OBJECTIVE 1 » Using the passage on the Dakota and Lakota First Nations, explain why these First Nations objected to being designated refugees in Canada.
OBJECTIVE 2 »
Answer these questions from the passage on the Dakota and Lakota First Nations.
(a) For how many years were these First Nations considered refugees?
(b) In what month and year was the apology offered?
(c) Who delivered the apology on Canada's behalf?

READING PASSAGE »
If Canada wants to build a lasting relationship with the Dakota and Lakota First Nations in Manitoba and Saskatchewan following the Trudeau government’s historic apology last summer, the federal government will have to do more than it has to date.

For 162 years, the nine Dakota and Lakota First Nations in Manitoba and Saskatchewan were considered refugees in Canada and the formerly British-held territory, an historical mistake that dismissed their territorial ties to the land north of the 49th parallel. These First Nations long argued against that designation, as they considered Canada part of the traditional territory they held before the arrival of European settlers — territory that had once extended down into the United States.

In July 2024, Canada’s then-Crown Indigenous relations minister attempted to right that wrong, and apologized to these First Nations. Yet since that apology was offered — and accepted by the First Nations — Indigenous leaders say there has been little to no followup by the federal government, and a lack of effort to build a new relationship.

ENTRIES »
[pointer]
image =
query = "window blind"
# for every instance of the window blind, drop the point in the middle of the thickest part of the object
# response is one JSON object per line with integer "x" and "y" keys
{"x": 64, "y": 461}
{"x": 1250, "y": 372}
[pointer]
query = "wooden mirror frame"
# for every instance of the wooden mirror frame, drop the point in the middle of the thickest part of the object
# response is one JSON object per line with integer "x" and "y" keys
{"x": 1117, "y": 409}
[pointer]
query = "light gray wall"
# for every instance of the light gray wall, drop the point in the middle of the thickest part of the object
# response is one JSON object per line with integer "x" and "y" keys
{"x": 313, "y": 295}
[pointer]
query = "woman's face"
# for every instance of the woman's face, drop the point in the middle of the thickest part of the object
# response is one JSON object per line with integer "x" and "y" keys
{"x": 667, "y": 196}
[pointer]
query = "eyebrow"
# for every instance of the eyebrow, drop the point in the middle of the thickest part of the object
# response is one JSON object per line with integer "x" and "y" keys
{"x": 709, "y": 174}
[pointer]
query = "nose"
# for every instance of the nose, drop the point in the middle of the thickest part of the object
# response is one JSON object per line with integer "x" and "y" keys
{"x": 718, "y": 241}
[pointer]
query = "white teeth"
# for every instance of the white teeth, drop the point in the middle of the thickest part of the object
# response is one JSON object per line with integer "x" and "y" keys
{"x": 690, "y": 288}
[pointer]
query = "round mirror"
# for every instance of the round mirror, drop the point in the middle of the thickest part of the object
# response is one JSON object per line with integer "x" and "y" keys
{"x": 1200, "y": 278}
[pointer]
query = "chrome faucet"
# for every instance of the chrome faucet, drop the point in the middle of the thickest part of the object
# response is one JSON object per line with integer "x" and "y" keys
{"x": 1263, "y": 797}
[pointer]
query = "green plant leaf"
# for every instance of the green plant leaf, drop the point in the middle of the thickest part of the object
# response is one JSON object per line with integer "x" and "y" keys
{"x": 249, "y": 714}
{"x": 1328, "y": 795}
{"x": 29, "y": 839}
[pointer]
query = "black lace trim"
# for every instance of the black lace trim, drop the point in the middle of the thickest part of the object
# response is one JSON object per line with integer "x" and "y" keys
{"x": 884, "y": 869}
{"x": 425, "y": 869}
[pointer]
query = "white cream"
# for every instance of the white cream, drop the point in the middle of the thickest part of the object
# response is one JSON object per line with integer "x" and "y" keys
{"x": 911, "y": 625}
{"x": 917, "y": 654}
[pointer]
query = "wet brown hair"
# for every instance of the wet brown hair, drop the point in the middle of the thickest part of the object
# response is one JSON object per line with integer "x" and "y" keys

EXERCISE OUTPUT 1 » They regarded Canada as part of the traditional territory they held before European settlers arrived, territory that had once extended into the United States. The refugee designation dismissed their ties to the land north of the 49th parallel.

EXERCISE OUTPUT 2 »
(a) 162 years
(b) July 2024
(c) Canada's then-Crown Indigenous relations minister